» **PROBLEM DETAILS**:
Transcribe each record below word for word.

» **DATASET RECORDS**:
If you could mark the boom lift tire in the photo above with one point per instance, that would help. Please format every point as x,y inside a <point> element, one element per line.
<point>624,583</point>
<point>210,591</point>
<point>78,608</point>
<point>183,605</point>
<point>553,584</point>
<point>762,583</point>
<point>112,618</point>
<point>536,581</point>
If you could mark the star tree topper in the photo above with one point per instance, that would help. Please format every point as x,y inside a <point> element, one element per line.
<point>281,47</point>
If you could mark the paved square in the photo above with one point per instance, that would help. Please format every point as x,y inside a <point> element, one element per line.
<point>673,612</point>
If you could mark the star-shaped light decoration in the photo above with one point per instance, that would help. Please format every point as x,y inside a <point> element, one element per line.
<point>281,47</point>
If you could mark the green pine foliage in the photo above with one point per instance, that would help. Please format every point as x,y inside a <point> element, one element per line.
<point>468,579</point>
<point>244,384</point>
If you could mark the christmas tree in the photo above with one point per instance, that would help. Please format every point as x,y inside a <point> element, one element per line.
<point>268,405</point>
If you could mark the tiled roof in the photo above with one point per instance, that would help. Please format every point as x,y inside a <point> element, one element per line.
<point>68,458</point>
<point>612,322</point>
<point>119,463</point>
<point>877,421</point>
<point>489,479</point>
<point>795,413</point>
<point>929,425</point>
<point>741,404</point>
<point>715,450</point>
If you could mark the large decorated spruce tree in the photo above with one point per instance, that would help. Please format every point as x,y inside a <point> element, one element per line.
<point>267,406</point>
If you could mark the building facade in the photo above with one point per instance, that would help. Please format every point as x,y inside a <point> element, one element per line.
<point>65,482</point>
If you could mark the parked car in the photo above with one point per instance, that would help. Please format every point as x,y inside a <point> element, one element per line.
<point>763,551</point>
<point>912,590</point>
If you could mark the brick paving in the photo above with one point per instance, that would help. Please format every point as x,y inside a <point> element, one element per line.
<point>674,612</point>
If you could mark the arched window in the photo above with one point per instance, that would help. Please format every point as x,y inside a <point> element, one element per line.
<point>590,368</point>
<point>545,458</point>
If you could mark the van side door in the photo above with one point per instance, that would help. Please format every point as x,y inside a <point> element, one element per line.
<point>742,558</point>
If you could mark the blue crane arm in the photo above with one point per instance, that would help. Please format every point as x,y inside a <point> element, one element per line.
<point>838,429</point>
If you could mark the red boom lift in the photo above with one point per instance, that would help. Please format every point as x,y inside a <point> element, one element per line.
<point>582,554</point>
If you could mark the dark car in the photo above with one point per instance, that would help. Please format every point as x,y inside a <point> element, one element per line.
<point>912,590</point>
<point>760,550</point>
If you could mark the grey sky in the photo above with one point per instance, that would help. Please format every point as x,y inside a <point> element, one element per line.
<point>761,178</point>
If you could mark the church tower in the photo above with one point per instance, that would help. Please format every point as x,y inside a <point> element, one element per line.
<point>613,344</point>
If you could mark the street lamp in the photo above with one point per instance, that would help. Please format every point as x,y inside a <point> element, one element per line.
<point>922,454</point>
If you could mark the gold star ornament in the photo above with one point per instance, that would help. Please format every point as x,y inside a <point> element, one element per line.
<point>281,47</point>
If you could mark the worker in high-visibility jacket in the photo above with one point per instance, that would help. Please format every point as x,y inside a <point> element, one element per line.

» **TASK ANSWER**:
If you could mark the boom lift tire in the photo above with one point per instance, that would help. Please format every point as x,y inside a <point> element, one element per line.
<point>624,583</point>
<point>210,591</point>
<point>78,608</point>
<point>183,605</point>
<point>553,584</point>
<point>762,583</point>
<point>112,618</point>
<point>536,581</point>
If you could mark the star tree topper in the photo above with one point per instance, that would help. Please format every point as x,y inside a <point> element, one element per line.
<point>281,47</point>
If you could mark the paved square in the photo above with one point per instance, that would help. Please format every point as x,y inside a <point> element, one element per line.
<point>673,612</point>
If you could mark the star-shaped light decoration in the photo above with one point per instance, that would help. Please format every point as x,y inside a <point> element, one element per line.
<point>281,47</point>
If you could mark the green pine foliage in the photo above with one point per instance, that would help. Please format every point as x,y inside a <point> element, one element per line.
<point>468,579</point>
<point>244,384</point>
If you could mark the christmas tree in the photo above with one point per instance, that would help. Please format every point as x,y inside a <point> element, one element per line.
<point>268,405</point>
If you could mark the tiled roof in the photo above with one point per instance, that would help. Please format every point as x,y inside a <point> element, one element per line.
<point>68,458</point>
<point>612,322</point>
<point>119,463</point>
<point>877,421</point>
<point>489,479</point>
<point>795,413</point>
<point>929,425</point>
<point>741,404</point>
<point>715,450</point>
If you could mark the large decorated spruce tree in the photo above with one point per instance, that would help. Please format every point as x,y inside a <point> element, one element per line.
<point>267,406</point>
If you could mark the building facade in the photo above with one point per instance, that would help. Please format every point as x,y inside a <point> element, one element per line.
<point>65,482</point>
If you could mark the parked car in the photo above with one point per instance, that would help. Please format every point as x,y inside a <point> element, one element per line.
<point>763,551</point>
<point>912,590</point>
If you could mark the brick paving in the photo above with one point per instance, that would help. Please format every point as x,y inside a <point> element, one element per line.
<point>674,612</point>
If you could mark the arched window in the photo above with one point per instance, that would help. Please format every point as x,y inside a <point> element, one element per line.
<point>590,368</point>
<point>545,458</point>
If you could mark the van side door in the photo above with one point per instance, that would help. Please format every point as x,y inside a <point> element, one element per line.
<point>742,558</point>
If you could mark the blue crane arm in the photo above with one point per instance, that would help. Please format every point as x,y inside a <point> element, one element per line.
<point>838,429</point>
If you could mark the red boom lift in the photo above with one point per instance, that would help. Please format every point as x,y inside a <point> element, one element per line.
<point>582,554</point>
If you could mark the dark car in the photo above with one point per instance, that would help. Please format every point as x,y inside a <point> element, one element per line.
<point>912,590</point>
<point>760,550</point>
If you could mark the grey sky in the photo above with one point per instance, that would help. Please format every point as x,y inside a <point> element, one element per line.
<point>761,178</point>
If you could mark the church tower in the photo above with one point per instance, that would help. Please format every point as x,y inside a <point> element, one element per line.
<point>613,344</point>
If you could mark the street lamp in the photo above with one point per instance, that would help. Please format every point as x,y inside a <point> element, one element per line.
<point>922,454</point>
If you could mark the gold star ornament in the photo above with one point per instance, that would help. Please format every point as x,y inside a <point> element, one element per line.
<point>281,47</point>
If you could mark the worker in high-visibility jacket in the photo above with one point per instance, that would help. Please format every point as x,y inside a <point> element, one element per line.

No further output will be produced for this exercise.